■ PASSAGE SHOWN

How to Film a Documentary in a War Zone | This Is Kurdistan


Global Fire Creative talks filming on the frontline with the Kurdish Peshmerga and the on-going fight against ISIS



Not long after ISIS invaded Mosul, we were presented with the opportunity to film a documentary about the Iraqi Kurds. It was an exciting project and one that we did not want to miss. The area was getting a lot of media coverage at the time, and we got the sense that there was much more to the story than was being told. It seemed that the only thing standing between ISIS and the Western world were the Kurdish Peshmerga, but we weren’t hearing much about the citizens of Iraqi Kurdistan.



The documentary was to be an honest look at a people who had risen to prosperity from the horror of genocide, only to find themselves facing a new threat. It would be seen through the eyes of two young and adventurous British aid workers, Tom Badham-Thornhill and Jasper Hadman. The pair had been documenting the stories of the people they had met, while walking the 180km-long Hamilton Road, which stretches from Erbil to the Iranian border. Both Craig and I went out to Kurdistan, to continue what Jasper and Tom had started.




We needed to travel light and remain inconspicuous, while also ensuring we had the right tools for specific jobs. As is often the way when filming documentaries, we didn’t want to draw too much attention to ourselves, so we tried to blend in as much as possible. With a two-crew setup, it was generally a case of Craig as a single main camera (A) operator and me as the sound guy, with both of us sharing the role of a second camera (B) operator.

■ TASKS
a) From the article on filming in Kurdistan, copy the passage starting with "Not long after" and going on through "of Iraqi Kurdistan.".
b) For each statement below, state whether it agrees with the article on filming in Kurdistan, and quote the words of the article that decide it. (i) The two British aid workers recorded people's stories while walking Hamilton Road. (ii) Hamilton Road runs from Erbil to the Turkish border. (iii) In the two-crew setup, Craig handled sound while the writer operated the main camera.

■ ENTRIES PROVIDED
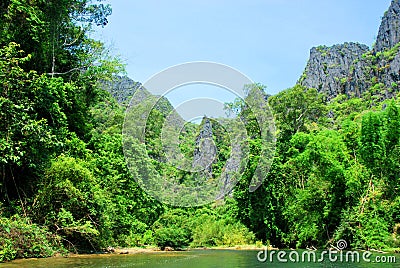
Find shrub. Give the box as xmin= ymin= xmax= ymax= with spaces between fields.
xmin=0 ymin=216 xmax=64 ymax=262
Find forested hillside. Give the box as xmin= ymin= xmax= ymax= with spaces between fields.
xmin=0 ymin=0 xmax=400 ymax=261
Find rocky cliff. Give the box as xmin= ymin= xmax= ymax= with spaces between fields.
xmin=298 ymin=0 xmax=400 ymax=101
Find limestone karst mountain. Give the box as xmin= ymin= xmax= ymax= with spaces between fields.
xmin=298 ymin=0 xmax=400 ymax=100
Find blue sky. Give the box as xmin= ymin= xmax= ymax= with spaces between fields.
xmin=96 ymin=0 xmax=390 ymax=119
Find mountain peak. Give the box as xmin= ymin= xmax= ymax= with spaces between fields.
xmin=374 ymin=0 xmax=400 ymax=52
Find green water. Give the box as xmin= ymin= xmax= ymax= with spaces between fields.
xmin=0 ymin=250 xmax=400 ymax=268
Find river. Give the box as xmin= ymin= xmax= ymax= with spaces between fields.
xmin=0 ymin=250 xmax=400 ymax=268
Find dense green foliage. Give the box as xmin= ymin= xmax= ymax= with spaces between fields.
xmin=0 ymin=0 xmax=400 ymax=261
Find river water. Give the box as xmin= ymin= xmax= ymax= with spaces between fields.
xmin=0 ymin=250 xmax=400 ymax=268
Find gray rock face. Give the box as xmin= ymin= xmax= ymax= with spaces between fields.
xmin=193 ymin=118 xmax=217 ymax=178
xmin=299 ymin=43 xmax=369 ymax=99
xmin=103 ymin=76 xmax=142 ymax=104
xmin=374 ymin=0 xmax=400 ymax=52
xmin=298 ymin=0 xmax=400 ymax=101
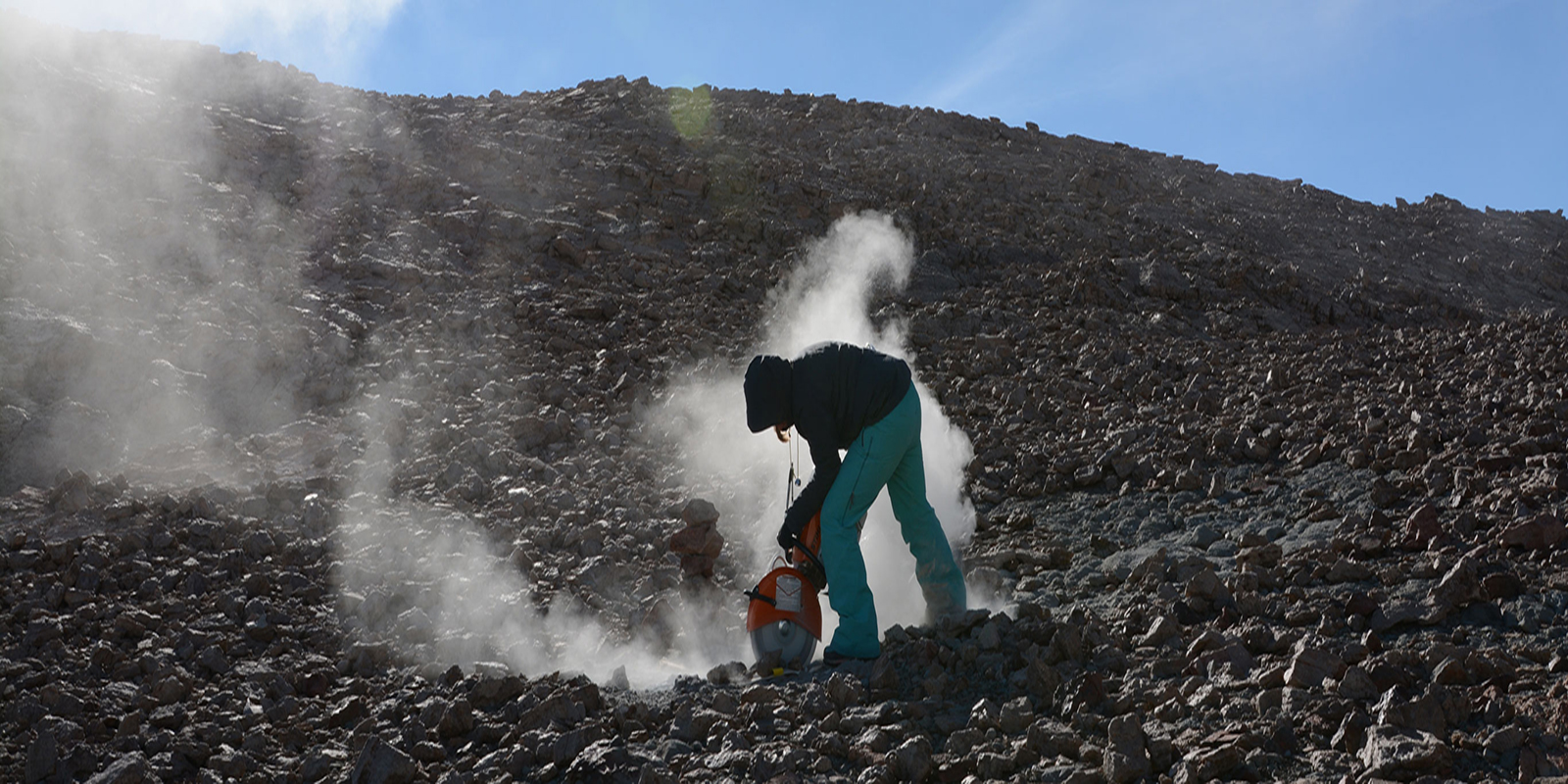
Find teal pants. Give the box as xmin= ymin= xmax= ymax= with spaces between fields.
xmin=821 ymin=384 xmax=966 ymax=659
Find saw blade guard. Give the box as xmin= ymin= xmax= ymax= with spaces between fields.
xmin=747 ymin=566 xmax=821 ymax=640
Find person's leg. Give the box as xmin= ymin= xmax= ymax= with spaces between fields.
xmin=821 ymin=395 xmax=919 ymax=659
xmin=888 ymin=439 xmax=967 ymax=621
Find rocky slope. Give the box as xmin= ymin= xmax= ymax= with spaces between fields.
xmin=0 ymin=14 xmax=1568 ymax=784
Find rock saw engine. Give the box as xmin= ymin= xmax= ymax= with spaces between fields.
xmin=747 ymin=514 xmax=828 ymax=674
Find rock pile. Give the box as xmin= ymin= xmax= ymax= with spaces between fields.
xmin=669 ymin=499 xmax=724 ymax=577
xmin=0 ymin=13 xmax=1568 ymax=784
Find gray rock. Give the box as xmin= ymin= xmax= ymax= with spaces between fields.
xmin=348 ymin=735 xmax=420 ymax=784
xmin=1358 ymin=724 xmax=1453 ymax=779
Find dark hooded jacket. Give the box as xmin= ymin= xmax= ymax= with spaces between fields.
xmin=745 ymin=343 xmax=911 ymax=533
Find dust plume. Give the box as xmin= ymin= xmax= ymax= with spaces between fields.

■ SOLUTIONS IN ORDER
a)
Not long after ISIS invaded Mosul, we were presented with the opportunity to film a documentary about the Iraqi Kurds. It was an exciting project and one that we did not want to miss. The area was getting a lot of media coverage at the time, and we got the sense that there was much more to the story than was being told. It seemed that the only thing standing between ISIS and the Western world were the Kurdish Peshmerga, but we weren’t hearing much about the citizens of Iraqi Kurdistan.

b)
(i) Yes: "The pair had been documenting the stories of the people they had met, while walking the 180km-long Hamilton Road"
(ii) No: "which stretches from Erbil to the Iranian border"
(iii) No: "Craig as a single main camera (A) operator and me as the sound guy"